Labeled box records
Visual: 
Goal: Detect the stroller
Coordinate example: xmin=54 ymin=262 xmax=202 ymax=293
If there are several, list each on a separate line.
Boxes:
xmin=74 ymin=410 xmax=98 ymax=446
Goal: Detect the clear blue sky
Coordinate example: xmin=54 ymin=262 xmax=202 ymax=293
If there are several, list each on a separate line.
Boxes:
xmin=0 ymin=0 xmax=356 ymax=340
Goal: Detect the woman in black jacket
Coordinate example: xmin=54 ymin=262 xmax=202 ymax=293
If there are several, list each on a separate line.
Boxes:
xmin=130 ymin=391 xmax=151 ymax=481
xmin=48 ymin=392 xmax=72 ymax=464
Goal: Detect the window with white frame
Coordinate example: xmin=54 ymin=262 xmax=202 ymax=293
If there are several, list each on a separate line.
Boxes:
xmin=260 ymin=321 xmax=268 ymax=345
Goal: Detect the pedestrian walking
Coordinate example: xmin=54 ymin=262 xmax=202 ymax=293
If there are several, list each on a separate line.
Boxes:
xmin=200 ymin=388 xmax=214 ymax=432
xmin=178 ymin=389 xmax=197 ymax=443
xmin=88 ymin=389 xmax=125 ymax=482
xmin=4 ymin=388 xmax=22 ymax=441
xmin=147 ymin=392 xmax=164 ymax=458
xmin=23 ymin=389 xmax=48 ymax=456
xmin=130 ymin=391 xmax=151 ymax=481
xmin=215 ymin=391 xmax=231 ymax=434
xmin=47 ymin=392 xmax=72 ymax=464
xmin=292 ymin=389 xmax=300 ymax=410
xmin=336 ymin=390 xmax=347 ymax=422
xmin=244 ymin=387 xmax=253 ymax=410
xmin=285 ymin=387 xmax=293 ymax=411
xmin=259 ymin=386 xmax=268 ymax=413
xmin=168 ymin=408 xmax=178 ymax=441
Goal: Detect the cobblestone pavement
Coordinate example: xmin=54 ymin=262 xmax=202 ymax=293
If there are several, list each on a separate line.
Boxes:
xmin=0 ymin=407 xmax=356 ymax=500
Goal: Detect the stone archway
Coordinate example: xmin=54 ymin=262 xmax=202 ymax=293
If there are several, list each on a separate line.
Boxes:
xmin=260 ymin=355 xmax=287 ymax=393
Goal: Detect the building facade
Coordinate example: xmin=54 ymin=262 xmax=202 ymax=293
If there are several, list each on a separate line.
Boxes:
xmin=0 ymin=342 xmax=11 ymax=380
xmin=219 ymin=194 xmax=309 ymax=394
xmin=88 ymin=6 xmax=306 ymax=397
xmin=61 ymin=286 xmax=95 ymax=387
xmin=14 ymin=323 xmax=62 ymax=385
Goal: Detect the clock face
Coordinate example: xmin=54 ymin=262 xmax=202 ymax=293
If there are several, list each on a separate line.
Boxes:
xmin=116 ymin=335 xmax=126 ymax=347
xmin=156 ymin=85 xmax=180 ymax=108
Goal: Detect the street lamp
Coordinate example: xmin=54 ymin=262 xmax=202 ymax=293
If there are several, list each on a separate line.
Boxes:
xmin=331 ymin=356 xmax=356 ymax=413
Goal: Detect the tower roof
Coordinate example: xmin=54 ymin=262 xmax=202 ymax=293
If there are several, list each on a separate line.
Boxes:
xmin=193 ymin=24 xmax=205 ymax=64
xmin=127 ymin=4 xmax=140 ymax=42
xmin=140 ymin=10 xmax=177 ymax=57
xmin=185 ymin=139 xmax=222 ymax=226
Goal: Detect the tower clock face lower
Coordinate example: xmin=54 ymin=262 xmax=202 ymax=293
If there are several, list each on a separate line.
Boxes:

Problem requirements: Resize the boxes in everything from the start of the rows down to the line that contains "xmin=260 ymin=355 xmax=287 ymax=393", including both ends, by writing those lines out again, requests included, with each answer box coordinate multiplied by 2.6 and rounded to a whole number, halves up. Leave the requests and their sample coordinates unchanged.

Full answer:
Visual: 
Goal: Detect the stroller
Coordinate example: xmin=54 ymin=262 xmax=202 ymax=293
If there are several, list each on a separate line.
Boxes:
xmin=192 ymin=1066 xmax=255 ymax=1160
Goal: Detect the clear blue sky
Coordinate example: xmin=54 ymin=262 xmax=202 ymax=293
If there are several, list each on a separate line.
Boxes:
xmin=0 ymin=0 xmax=926 ymax=884
Goal: Detect the woman in black jacket
Coordinate example: xmin=54 ymin=262 xmax=202 ymax=293
If there are several, list each on a separate line.
Boxes:
xmin=338 ymin=1017 xmax=393 ymax=1251
xmin=125 ymin=1019 xmax=187 ymax=1206
Goal: Detect the window with white frame
Coordinate example: xmin=54 ymin=262 xmax=202 ymax=293
If there are several, list each on a separate line.
Boxes:
xmin=676 ymin=835 xmax=697 ymax=897
Goal: Detect the pedestrian walking
Coordinate example: xmin=54 ymin=262 xmax=202 ymax=293
If there are several, list each on a separate line.
Boxes:
xmin=520 ymin=1009 xmax=556 ymax=1123
xmin=463 ymin=1011 xmax=512 ymax=1152
xmin=229 ymin=1011 xmax=325 ymax=1253
xmin=10 ymin=1009 xmax=57 ymax=1147
xmin=382 ymin=1019 xmax=426 ymax=1191
xmin=60 ymin=1011 xmax=125 ymax=1186
xmin=338 ymin=1017 xmax=393 ymax=1251
xmin=559 ymin=1017 xmax=601 ymax=1128
xmin=122 ymin=1019 xmax=187 ymax=1206
xmin=759 ymin=1011 xmax=780 ymax=1066
xmin=874 ymin=1014 xmax=902 ymax=1097
xmin=634 ymin=1006 xmax=658 ymax=1066
xmin=741 ymin=1006 xmax=762 ymax=1069
xmin=673 ymin=1004 xmax=697 ymax=1074
xmin=437 ymin=1061 xmax=463 ymax=1147
Goal: Detect the cobblestone pavement
Coordinate example: xmin=54 ymin=262 xmax=202 ymax=293
If there are several, list each on a separate line.
Boxes:
xmin=0 ymin=1058 xmax=926 ymax=1300
Goal: Detect the stone archway
Coordinate example: xmin=54 ymin=262 xmax=202 ymax=293
If there are several, list each on a separate line.
Boxes:
xmin=676 ymin=923 xmax=746 ymax=1022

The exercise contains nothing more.